The soldiers told David what the king would give the man who killed Goliath.

David’s oldest brother Eliab heard him talking with the soldiers. Eliab was angry at him and said, “What are you doing here, anyway? Who’s taking care of that little flock of sheep out in the desert? You spoiled brat! You came here just to watch the fighting, didn’t you?”
“Now what have I done?” David answered. “Can’t I even ask a question?” Then he turned and asked another soldier the same thing he had asked the others, and he got the same answer.
Some soldiers overheard David talking, so they told Saul what David had said. Saul sent for David, and David came. “Your Majesty,” he said, “this Philistine shouldn’t turn us into cowards. I’ll go out and fight him myself!”
“You don’t have a chance against him,” Saul replied. “You’re only a boy, and he’s been a soldier all his life.”

But David told him:
Your Majesty, I take care of my father’s sheep. And when one of them is dragged off by a lion or a bear, I go after it and beat the wild animal until it lets the sheep go. If the wild animal turns and attacks me, I grab it by the throat and kill it.
Sir, I have killed lions and bears that way, and I can kill this worthless Philistine. He shouldn’t have made fun of the army of the living God! The Lord has rescued me from the claws of lions and bears, and he will keep me safe from the hands of this Philistine.
“All right,” Saul answered, “go ahead and fight him. And I hope the Lord will help you.”
1 Samuel 17: 26-37

Reflect:
David was only on the front line of the battle to deliver food to his brothers. He was a young shepherd, not a warrior and he had every right to see what was going on, sympathise with the situation and walk away. But he couldn’t bear to see God’s army humiliated. The situation had been going on for forty days (1 Samuel 17:16). David was only around for three of those days, but it drove him crazy. His angst grew and grew, and he pushed until he was given permission to take action.

Data shown ->
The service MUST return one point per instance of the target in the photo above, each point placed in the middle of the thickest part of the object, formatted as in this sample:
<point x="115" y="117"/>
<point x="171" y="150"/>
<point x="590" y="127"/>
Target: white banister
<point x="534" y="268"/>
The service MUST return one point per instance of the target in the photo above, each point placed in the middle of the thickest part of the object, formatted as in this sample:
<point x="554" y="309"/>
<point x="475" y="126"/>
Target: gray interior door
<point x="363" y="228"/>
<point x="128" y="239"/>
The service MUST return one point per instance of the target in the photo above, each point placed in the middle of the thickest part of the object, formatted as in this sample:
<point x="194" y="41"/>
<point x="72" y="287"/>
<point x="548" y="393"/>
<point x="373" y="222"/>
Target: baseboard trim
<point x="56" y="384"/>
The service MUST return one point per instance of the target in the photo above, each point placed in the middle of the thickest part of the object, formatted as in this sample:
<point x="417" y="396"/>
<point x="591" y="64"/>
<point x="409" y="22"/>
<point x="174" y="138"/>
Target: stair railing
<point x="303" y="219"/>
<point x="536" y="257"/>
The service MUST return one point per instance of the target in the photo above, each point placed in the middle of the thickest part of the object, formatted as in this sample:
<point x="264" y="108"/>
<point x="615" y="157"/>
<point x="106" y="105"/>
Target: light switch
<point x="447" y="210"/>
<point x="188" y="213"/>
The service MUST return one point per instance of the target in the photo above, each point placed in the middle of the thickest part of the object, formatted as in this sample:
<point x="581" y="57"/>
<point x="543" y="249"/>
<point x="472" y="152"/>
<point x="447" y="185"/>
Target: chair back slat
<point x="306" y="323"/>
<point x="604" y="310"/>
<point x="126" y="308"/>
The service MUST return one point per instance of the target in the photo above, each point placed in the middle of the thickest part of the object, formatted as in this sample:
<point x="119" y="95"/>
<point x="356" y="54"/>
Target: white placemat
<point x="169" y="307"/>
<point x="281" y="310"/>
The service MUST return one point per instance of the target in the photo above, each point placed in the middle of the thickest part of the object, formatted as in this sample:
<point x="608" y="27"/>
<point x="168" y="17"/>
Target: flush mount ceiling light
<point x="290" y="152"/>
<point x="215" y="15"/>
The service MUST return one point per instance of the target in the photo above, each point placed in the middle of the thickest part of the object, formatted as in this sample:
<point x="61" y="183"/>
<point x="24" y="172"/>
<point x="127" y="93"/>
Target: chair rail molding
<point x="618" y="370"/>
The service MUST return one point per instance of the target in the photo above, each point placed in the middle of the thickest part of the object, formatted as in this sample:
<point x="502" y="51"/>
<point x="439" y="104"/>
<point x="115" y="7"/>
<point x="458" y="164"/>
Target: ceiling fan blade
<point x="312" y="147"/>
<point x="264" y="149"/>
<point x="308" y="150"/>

Tasks and exercises ->
1: Return, word for word, the part of the David passage that opens with the words containing "Some soldiers overheard" and closes with "and kill it.".
2: According to the David passage, what does David do when a wild animal turns and attacks him?
The data that accompany the David passage are separate material.

Results ->
1:
Some soldiers overheard David talking, so they told Saul what David had said. Saul sent for David, and David came. “Your Majesty,” he said, “this Philistine shouldn’t turn us into cowards. I’ll go out and fight him myself!”
“You don’t have a chance against him,” Saul replied. “You’re only a boy, and he’s been a soldier all his life.”

But David told him:
Your Majesty, I take care of my father’s sheep. And when one of them is dragged off by a lion or a bear, I go after it and beat the wild animal until it lets the sheep go. If the wild animal turns and attacks me, I grab it by the throat and kill it.

2: He grabs it by the throat and kills it.